Prompt —
Exactly reproduce the line that contains "of the woven" and all lines after it in the entries below, through the very last line.

Recorded data —

+ + +

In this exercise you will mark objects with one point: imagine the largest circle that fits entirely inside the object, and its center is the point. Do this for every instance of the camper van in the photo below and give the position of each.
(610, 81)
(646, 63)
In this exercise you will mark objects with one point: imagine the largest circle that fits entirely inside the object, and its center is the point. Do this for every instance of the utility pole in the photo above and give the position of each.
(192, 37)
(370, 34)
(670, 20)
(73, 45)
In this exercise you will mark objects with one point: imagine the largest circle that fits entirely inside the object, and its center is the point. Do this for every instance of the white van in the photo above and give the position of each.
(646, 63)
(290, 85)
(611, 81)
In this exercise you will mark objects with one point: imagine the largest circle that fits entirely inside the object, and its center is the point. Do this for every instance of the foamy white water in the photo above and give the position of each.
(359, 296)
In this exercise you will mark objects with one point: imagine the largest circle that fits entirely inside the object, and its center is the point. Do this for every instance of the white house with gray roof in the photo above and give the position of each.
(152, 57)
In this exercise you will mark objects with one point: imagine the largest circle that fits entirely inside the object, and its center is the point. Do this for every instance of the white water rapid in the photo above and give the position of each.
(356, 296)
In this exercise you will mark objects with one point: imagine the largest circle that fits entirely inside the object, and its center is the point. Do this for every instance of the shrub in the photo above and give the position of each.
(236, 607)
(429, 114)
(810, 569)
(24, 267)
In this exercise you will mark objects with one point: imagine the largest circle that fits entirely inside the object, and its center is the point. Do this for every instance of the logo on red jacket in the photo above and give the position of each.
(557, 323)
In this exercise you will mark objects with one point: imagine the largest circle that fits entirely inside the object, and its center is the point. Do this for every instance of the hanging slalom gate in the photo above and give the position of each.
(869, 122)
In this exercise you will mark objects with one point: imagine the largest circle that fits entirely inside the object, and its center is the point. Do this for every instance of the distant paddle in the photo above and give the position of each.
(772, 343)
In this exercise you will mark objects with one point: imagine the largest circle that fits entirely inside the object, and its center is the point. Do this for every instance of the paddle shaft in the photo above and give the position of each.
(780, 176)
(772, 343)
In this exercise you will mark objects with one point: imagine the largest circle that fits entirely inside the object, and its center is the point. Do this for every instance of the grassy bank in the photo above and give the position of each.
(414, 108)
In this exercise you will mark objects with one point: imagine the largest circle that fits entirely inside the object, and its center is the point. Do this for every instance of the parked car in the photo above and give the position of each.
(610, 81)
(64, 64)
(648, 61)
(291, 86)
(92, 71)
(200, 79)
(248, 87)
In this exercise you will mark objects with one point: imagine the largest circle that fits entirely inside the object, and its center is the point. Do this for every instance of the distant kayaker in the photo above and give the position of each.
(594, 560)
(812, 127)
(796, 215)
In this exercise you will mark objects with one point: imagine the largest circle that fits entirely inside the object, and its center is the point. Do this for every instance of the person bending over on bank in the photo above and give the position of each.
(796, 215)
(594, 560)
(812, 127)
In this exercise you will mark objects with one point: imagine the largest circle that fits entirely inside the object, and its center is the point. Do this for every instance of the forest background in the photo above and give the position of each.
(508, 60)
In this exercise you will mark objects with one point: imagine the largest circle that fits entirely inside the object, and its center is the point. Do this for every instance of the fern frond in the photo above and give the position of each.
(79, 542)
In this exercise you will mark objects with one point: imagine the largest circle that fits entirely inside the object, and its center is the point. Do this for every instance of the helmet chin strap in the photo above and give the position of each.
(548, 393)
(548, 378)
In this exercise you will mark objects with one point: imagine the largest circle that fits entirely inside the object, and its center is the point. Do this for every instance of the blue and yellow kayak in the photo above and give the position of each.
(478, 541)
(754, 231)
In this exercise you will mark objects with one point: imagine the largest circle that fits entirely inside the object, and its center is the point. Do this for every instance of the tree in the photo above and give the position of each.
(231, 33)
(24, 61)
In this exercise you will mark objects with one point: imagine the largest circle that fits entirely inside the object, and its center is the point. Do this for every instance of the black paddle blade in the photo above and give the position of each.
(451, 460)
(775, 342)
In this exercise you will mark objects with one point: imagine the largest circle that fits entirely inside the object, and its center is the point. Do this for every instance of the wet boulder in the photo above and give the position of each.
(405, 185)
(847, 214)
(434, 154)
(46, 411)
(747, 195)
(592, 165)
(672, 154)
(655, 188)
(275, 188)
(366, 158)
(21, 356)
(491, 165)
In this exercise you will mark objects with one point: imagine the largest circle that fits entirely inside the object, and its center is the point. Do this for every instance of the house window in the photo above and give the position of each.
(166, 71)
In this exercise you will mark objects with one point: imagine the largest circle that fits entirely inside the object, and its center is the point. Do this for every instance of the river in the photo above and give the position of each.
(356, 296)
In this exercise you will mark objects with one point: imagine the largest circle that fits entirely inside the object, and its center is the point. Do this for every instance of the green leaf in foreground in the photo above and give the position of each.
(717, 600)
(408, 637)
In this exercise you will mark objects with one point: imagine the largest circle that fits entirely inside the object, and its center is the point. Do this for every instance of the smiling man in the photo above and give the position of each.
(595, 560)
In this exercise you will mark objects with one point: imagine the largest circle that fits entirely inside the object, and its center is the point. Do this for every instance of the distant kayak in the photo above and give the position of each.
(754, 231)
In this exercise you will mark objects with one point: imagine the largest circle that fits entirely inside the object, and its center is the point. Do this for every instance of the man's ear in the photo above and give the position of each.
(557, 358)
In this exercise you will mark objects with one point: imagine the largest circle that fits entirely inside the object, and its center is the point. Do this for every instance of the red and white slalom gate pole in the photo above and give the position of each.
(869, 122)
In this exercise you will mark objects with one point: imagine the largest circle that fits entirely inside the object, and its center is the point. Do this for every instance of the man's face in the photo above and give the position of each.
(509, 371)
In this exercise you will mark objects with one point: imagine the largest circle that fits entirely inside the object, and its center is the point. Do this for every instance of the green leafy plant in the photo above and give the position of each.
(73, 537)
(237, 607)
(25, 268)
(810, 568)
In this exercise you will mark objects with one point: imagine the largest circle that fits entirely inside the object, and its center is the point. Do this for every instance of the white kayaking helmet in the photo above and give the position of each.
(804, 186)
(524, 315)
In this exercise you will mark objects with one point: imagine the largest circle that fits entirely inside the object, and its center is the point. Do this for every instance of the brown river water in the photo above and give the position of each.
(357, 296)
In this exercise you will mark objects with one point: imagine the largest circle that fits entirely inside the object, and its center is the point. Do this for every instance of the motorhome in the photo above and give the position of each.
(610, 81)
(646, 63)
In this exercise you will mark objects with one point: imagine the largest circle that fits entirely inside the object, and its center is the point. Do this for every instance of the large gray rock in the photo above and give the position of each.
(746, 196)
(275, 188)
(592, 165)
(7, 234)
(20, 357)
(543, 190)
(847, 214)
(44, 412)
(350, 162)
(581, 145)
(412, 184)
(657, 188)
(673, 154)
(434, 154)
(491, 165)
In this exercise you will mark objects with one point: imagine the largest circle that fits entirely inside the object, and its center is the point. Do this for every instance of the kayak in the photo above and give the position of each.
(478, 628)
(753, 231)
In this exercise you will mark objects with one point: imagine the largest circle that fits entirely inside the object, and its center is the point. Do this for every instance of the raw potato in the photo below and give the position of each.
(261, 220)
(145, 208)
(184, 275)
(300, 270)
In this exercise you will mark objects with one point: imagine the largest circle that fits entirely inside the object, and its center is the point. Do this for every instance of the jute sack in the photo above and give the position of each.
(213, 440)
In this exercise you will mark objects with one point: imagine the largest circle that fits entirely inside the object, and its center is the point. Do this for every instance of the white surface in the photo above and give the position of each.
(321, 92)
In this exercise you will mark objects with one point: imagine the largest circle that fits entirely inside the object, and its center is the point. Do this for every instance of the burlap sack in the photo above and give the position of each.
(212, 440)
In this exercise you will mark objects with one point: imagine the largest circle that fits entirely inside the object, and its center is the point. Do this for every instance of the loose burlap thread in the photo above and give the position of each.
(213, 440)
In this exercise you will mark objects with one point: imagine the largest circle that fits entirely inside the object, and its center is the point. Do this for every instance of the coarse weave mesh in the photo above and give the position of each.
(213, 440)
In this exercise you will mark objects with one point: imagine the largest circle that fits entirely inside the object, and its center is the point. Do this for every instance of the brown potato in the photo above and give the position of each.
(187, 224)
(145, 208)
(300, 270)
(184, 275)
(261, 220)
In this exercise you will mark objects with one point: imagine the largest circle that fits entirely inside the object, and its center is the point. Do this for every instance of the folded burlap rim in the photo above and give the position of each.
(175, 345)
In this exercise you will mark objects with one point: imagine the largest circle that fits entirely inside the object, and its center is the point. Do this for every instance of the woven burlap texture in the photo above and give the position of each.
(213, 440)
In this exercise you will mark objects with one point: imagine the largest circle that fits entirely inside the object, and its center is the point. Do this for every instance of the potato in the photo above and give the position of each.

+ + +

Problem solution —
In this exercise you will mark objects with one point: imagine the largest circle that fits entirely inside the object, and its center is the point. Do this for every instance of the woven burlap texture in the photo above and give the position of each.
(213, 440)
In this exercise you will mark objects with one point: imagine the largest circle that fits entirely inside the object, and its center is the point. Do this for every instance of the potato in the photo above and give the position of each.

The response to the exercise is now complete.